* REQUIRED ACTION *
Could you filter the material and copy every line where the word "hand" occurs?

* PROVIDED ENTRIES *
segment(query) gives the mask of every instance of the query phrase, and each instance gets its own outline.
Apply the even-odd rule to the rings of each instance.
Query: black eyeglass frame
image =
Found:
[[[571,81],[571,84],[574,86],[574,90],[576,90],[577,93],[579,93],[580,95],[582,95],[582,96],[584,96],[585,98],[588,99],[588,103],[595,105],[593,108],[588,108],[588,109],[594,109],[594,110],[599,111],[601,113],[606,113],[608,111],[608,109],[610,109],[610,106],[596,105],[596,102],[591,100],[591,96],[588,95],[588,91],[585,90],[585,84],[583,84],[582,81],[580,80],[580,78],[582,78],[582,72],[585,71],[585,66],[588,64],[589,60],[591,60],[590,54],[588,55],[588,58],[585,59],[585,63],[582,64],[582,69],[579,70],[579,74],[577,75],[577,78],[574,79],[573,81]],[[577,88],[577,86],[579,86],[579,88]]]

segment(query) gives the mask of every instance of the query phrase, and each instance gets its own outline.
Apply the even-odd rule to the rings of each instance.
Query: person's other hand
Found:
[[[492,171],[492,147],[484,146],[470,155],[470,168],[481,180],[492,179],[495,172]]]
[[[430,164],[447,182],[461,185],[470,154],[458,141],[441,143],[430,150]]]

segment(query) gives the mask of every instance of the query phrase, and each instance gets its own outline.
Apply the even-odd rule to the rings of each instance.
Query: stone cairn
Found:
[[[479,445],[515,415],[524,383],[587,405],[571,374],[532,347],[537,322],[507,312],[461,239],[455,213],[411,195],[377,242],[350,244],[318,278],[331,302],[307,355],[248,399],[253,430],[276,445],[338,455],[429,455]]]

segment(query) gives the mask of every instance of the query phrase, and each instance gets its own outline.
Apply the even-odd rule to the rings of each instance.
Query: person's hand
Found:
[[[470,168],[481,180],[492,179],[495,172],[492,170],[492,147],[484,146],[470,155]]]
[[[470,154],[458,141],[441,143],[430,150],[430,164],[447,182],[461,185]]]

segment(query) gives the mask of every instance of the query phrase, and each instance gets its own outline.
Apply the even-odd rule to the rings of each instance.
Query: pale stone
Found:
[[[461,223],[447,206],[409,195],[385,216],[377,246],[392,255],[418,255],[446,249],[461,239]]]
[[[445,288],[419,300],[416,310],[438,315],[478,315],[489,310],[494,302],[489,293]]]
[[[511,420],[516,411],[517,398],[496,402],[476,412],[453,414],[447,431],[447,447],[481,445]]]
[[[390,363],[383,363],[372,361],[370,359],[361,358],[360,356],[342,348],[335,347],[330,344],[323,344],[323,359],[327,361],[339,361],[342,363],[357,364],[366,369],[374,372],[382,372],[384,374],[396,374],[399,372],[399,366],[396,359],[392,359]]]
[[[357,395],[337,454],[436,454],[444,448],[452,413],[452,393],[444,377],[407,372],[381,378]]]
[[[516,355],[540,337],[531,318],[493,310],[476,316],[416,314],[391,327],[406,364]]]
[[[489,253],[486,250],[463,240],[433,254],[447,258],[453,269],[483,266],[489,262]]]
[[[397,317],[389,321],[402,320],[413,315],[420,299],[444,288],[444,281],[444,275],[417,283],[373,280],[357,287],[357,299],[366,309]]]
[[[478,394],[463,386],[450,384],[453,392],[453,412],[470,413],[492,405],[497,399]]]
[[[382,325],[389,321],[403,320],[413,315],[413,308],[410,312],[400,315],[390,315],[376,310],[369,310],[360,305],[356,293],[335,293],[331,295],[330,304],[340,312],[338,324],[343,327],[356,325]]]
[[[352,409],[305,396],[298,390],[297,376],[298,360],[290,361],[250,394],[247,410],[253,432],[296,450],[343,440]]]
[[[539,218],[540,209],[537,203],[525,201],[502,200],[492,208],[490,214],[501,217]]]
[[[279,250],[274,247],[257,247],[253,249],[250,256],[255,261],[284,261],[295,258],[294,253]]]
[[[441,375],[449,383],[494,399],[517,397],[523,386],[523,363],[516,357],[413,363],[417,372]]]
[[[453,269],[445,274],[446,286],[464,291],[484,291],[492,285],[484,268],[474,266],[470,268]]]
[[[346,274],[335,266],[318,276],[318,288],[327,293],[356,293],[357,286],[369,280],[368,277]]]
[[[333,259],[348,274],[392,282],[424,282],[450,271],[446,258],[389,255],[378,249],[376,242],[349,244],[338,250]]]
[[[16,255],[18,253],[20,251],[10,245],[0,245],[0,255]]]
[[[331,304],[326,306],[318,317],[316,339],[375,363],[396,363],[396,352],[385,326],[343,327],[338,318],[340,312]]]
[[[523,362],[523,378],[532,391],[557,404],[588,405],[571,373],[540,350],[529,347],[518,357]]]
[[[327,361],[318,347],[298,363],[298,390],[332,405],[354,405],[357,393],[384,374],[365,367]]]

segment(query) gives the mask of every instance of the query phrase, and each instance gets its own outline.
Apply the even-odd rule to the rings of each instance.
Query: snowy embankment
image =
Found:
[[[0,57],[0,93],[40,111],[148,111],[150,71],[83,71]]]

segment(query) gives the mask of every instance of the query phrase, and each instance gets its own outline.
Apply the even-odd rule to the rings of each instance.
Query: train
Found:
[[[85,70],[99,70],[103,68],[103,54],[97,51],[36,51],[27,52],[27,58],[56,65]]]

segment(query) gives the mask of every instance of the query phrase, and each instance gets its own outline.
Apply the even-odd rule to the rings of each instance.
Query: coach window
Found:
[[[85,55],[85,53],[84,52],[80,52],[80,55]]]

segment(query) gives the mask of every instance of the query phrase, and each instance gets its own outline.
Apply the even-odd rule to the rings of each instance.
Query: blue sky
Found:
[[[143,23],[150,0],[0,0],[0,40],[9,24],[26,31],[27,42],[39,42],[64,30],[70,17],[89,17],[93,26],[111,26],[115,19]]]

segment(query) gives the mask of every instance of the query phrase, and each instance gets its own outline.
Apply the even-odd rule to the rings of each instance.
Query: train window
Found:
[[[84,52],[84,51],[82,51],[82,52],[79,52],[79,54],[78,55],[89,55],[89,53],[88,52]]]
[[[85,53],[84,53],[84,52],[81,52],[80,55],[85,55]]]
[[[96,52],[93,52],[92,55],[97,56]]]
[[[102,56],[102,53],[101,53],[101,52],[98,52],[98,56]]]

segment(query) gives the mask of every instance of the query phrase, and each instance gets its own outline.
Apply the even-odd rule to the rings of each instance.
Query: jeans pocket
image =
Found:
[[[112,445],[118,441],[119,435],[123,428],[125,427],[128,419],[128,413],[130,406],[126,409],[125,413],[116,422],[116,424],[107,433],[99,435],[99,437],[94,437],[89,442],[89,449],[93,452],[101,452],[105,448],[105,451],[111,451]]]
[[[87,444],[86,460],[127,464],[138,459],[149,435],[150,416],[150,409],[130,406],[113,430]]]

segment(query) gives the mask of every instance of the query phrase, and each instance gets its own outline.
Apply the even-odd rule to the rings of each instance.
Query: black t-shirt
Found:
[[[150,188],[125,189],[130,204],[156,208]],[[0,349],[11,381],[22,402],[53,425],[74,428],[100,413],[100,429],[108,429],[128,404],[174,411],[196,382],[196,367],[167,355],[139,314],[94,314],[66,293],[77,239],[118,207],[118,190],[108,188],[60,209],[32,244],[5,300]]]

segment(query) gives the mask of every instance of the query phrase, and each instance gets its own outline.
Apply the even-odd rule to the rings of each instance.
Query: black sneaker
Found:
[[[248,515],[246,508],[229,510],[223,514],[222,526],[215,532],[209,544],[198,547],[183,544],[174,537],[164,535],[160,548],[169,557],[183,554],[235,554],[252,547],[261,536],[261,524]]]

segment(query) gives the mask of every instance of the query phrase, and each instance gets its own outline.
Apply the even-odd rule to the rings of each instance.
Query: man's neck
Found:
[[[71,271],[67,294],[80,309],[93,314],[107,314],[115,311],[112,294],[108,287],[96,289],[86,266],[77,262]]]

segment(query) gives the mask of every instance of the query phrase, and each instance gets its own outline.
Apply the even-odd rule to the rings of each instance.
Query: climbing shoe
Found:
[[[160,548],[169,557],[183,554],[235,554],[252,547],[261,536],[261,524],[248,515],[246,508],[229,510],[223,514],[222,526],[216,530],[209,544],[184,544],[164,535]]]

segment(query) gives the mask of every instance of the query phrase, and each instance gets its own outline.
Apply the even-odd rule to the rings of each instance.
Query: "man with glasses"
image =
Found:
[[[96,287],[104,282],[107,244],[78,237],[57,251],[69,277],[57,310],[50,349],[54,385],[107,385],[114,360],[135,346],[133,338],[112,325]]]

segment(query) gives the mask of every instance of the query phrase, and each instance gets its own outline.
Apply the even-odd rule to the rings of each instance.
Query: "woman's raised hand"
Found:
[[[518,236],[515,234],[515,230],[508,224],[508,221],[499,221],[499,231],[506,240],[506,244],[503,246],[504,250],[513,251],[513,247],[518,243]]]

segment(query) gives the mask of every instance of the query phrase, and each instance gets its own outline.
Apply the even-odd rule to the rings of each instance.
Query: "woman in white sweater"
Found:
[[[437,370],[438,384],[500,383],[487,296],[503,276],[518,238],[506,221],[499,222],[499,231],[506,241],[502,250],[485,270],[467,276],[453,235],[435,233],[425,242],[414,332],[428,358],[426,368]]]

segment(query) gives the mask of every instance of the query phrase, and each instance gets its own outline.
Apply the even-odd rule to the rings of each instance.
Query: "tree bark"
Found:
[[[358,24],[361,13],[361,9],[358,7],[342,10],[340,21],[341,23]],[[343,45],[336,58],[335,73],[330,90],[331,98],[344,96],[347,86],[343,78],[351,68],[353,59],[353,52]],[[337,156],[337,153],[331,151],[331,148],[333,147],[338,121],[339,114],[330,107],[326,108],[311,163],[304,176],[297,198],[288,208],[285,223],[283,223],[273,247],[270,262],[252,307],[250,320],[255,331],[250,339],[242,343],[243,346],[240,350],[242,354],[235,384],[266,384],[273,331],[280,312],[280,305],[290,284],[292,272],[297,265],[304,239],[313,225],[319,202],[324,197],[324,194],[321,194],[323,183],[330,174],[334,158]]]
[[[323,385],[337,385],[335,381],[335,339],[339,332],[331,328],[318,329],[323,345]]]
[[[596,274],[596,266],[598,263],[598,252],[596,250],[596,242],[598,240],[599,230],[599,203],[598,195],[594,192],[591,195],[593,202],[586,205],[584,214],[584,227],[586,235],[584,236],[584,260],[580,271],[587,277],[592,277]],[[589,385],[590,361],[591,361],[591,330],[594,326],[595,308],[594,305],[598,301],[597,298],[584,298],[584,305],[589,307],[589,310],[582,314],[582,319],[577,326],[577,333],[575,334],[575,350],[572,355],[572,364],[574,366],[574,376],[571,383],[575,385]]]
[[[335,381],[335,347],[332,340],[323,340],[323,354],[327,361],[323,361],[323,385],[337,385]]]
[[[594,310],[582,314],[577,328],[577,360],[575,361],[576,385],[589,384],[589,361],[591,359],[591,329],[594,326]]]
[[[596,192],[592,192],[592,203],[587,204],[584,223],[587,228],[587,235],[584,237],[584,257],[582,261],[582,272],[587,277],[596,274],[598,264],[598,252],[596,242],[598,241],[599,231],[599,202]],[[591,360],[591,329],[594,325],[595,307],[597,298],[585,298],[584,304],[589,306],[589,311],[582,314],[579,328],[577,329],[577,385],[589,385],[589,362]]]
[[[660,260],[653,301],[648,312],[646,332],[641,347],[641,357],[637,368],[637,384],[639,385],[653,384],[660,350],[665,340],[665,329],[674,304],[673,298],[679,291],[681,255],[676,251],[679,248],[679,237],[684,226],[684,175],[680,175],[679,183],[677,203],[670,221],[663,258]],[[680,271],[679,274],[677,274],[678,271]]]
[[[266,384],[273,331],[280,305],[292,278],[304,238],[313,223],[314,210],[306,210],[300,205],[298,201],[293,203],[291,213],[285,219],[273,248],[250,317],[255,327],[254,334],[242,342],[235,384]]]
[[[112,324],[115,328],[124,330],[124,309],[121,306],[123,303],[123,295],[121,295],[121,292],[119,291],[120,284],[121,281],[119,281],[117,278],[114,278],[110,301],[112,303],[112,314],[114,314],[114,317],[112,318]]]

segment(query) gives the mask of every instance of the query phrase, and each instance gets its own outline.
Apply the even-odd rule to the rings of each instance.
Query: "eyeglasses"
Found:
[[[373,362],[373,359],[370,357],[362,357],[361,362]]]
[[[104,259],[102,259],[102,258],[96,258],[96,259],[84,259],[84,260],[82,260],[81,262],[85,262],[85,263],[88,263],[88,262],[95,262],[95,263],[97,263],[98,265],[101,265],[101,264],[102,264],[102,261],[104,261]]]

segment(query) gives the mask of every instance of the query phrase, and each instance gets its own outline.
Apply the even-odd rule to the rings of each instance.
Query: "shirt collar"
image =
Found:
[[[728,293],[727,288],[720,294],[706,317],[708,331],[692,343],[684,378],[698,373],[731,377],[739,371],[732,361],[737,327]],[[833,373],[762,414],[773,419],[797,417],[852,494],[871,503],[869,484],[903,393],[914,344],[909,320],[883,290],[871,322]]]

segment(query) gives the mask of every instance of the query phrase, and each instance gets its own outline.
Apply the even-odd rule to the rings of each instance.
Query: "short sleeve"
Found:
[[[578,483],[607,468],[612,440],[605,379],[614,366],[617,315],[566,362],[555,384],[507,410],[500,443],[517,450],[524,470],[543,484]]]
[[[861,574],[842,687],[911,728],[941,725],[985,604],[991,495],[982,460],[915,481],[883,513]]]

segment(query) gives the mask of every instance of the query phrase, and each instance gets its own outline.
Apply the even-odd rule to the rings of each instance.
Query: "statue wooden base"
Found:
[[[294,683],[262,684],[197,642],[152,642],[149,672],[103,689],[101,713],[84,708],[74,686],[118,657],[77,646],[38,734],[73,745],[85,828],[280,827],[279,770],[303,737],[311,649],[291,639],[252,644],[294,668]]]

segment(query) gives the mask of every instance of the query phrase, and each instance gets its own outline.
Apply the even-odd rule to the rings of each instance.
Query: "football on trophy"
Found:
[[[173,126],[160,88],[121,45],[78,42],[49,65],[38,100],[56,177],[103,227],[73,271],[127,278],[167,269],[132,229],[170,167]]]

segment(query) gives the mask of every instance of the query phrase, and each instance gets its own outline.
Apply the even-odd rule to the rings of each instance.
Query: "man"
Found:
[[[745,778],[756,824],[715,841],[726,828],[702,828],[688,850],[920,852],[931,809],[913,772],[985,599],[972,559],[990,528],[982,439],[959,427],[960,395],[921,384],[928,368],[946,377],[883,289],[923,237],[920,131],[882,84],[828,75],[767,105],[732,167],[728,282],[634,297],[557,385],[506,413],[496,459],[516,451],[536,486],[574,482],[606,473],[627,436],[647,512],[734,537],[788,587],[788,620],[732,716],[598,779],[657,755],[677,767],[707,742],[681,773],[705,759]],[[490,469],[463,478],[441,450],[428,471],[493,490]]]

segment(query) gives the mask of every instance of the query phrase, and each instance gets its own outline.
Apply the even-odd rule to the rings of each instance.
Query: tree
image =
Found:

* RESPONSE TO THIS TASK *
Query: person's other hand
Query: person's hand
Query: "woman's raised hand"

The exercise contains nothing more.